::: RECORDS SHOWN
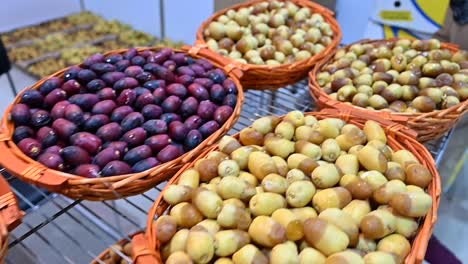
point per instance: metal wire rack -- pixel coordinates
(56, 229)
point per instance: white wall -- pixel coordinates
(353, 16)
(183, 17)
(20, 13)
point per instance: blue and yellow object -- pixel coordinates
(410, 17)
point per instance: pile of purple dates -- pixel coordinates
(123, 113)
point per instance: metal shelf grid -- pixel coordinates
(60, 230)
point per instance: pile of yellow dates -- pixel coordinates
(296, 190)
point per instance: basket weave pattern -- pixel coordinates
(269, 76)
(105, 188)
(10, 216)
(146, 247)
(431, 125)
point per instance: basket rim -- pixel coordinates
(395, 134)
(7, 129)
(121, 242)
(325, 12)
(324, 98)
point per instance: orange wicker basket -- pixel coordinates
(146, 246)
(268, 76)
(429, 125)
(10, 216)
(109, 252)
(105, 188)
::::::
::: RECORDS SHOWN
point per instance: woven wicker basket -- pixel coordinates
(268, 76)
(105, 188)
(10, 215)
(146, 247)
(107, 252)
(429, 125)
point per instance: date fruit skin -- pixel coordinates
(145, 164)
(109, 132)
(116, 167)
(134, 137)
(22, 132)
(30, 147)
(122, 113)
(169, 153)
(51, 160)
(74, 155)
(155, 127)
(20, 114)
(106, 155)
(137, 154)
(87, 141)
::::::
* [TASK OBJECTIVE] How many lines in the material above contain the string "coordinates"? Reply with the number alone.

* [TASK ANSWER] 11